Required actions:
(1) Reproduce the ant bunker passage word for word, starting at "But how did" and ending at "of the bunker.".
(2) According to the ant bunker passage, what had researchers originally intended to count in the bunker back in 2013?
(3) Pick up the ant bunker passage after its last sentence and keep writing it.

Source extract:
───

For years, hundreds of thousands of worker ants have survived in a tiny nuclear bunker buried in Poland by eating the “corpses of the[ir] imprisoned nestmates.” Now, researchers have released the tiny beings back to their “mother nest” in an attempt to understand the insects’ complex evolutionary history.
Back in 2013, researchers had initially intended to count hibernating bats that lived in the same bunker, which measures 2.3 meters high and 3 meters by 1.2 meters wide (7.5 feet high and 9.8 by 4 feet wide). Scattered along the floor were several hundred thousand – if not a million – worker ants (Formica polyctena) trapped in a confined space with no light, no obvious source of food, and a year-round average temperature of no more than 10°C. Worker ants typically live in vast forested areas and require a queen to reproduce, but despite lacking access to the outside world, this “colony” of ants was thriving.
But how did they get here and, more importantly, how were they thriving?
Writing in the Journal of Hymenoptera Research, the researchers determined that the ants’ mother nest was located just above the bunker and individuals would fall through a vent in the ceiling. Without access to other food, live ants would eat the dead bodies of their comrades as they piled up along the floor of the bunker.

───

Supplied data:
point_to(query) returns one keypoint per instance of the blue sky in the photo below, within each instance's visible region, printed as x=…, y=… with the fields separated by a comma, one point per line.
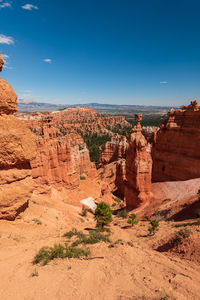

───

Answers for the tasks:
(1)
But how did they get here and, more importantly, how were they thriving?
Writing in the Journal of Hymenoptera Research, the researchers determined that the ants’ mother nest was located just above the bunker and individuals would fall through a vent in the ceiling. Without access to other food, live ants would eat the dead bodies of their comrades as they piled up along the floor of the bunker.

(2) Hibernating bats that lived in the bunker.

(3)
In nature, similar behavior has been observed in times of food scarcity. This concept of “ant wars” both sets territory boundaries between neighboring ant colonies and adds an extra bit of protein during shortages. But never has the behavior been observed in this type of setting.
"The present case adds a dimension to the great adaptive ability of ants to marginal habitats and suboptimal conditions, as the key to understanding their unquestionable eco-evolutionary success,” wrote the authors.
To confirm that the nest above belonged to the bunker ants, researchers took about 100 individuals and placed them along the outskirts of the mother nest. No aggressive behavior was observed, indicating that the ants were of the same colony.
“After our previous study, we started to contemplate on possible means to help the imprisoned ants to find their way out of the bunker. In practice, the only way to free the ants from the bunker would be to enable their spontaneous return migration to the maternal nest through the ventilation pipe,” wrote the authors, adding that they were helped by the “serendipitous observation” of a wooden board leaning against the wall.
In the Spring of 2016, researchers decided to free the captive ants. They took a 3-meter-long (9.8-foot-long) boardwalk found within the bunker and made a ramp that led from the floor up to the ceiling vent.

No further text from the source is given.